→ **Task details**: Copy out every one of the entries below character for character, omitting the pictures.

→ **Records shown**:
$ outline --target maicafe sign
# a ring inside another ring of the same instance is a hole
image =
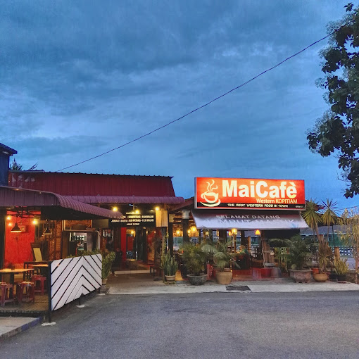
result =
[[[306,208],[304,181],[253,178],[195,178],[196,208]]]

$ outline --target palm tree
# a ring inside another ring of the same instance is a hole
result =
[[[318,241],[322,241],[322,237],[319,235],[318,225],[322,222],[322,218],[319,213],[320,206],[316,200],[310,199],[306,202],[306,209],[302,212],[302,217],[307,225],[313,229],[314,234],[317,234]]]
[[[322,216],[319,213],[320,205],[316,200],[310,199],[309,201],[306,202],[306,210],[302,212],[302,217],[307,223],[307,225],[312,228],[313,231],[313,239],[315,238],[315,233],[317,234],[319,242],[319,250],[318,253],[320,255],[319,258],[319,270],[320,272],[325,272],[326,261],[323,260],[323,258],[326,258],[325,256],[325,241],[322,236],[319,234],[318,225],[322,222]],[[324,252],[324,257],[323,253]]]
[[[327,199],[327,201],[322,201],[323,209],[322,210],[322,222],[328,227],[327,232],[327,242],[329,244],[329,232],[330,226],[336,223],[338,220],[338,215],[336,213],[338,202],[334,202],[332,199]],[[334,233],[332,231],[334,238]]]

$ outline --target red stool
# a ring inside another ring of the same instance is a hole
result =
[[[16,285],[16,297],[18,302],[21,304],[23,302],[35,301],[34,284],[32,282],[21,282]]]
[[[35,285],[34,288],[34,293],[41,293],[42,295],[44,294],[45,291],[46,280],[46,277],[43,275],[34,275],[32,278],[31,278],[31,281],[33,282]]]
[[[1,298],[0,299],[0,304],[2,307],[5,306],[6,303],[14,303],[14,298],[13,294],[13,284],[8,283],[0,283],[0,293]]]

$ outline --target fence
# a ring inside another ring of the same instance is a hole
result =
[[[50,321],[51,311],[98,289],[102,284],[101,254],[53,260],[49,268]]]

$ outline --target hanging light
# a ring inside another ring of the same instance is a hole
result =
[[[47,222],[47,220],[46,220],[46,229],[44,230],[44,232],[42,234],[42,235],[43,236],[49,236],[51,234],[52,234],[52,232],[49,228],[49,222]]]
[[[11,233],[20,233],[21,232],[21,229],[20,229],[20,227],[18,225],[17,222],[16,222],[16,223],[15,223],[13,228],[10,232]]]

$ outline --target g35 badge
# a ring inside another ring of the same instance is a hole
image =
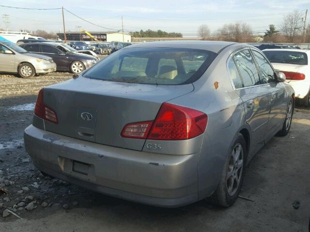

→ **The completed task**:
$ outline --target maicafe sign
# a ring inside another ring of the same instance is a hole
image =
result =
[[[306,208],[304,181],[253,178],[195,178],[196,208]]]

$ outline --target palm tree
# a ring inside another ring of the same instance is a hole
result =
[[[318,241],[322,241],[322,237],[319,235],[318,225],[322,222],[322,218],[319,213],[320,206],[316,200],[310,199],[306,202],[306,209],[302,212],[302,217],[307,225],[313,229],[314,234],[317,234]]]
[[[322,216],[319,213],[320,205],[316,200],[310,199],[309,201],[306,202],[306,210],[302,212],[302,217],[307,223],[307,225],[312,228],[313,231],[313,239],[315,238],[315,233],[317,234],[319,242],[319,250],[318,253],[320,255],[319,258],[319,270],[320,272],[325,272],[326,261],[323,260],[323,258],[326,258],[325,256],[325,241],[322,236],[319,234],[318,225],[322,222]],[[324,252],[324,257],[323,253]]]
[[[327,199],[327,201],[322,201],[323,209],[322,210],[322,222],[328,227],[327,232],[327,242],[329,244],[329,232],[330,226],[336,223],[338,220],[338,215],[336,213],[338,202],[334,202],[332,199]],[[334,233],[332,231],[334,238]]]

$ outline --target red stool
# a ring inside another ring of the same instance is a hole
result =
[[[16,285],[16,297],[18,302],[21,304],[23,302],[35,301],[34,284],[32,282],[21,282]]]
[[[35,285],[34,288],[34,293],[41,293],[42,295],[44,294],[45,291],[46,280],[46,277],[43,275],[34,275],[32,278],[31,278],[31,281],[33,282]]]
[[[1,298],[0,299],[0,304],[2,307],[5,306],[6,303],[14,303],[14,298],[13,294],[13,284],[8,283],[0,283],[0,293]]]

$ outline --target fence
# a ring inside another ring of the same instance is a hole
result =
[[[50,321],[51,311],[98,289],[102,284],[101,254],[53,260],[49,268]]]

$ outline --target hanging light
# a ring inside another ring of the same instance is a hole
result =
[[[47,222],[47,220],[46,220],[46,229],[44,230],[44,232],[42,234],[42,235],[43,236],[49,236],[51,234],[52,234],[52,232],[49,228],[49,222]]]
[[[11,233],[20,233],[21,232],[21,229],[20,229],[20,227],[18,225],[17,222],[16,222],[16,223],[15,223],[13,228],[10,232]]]

$ outline --target g35 badge
# a ring inside another ring of the same instance is a hole
image =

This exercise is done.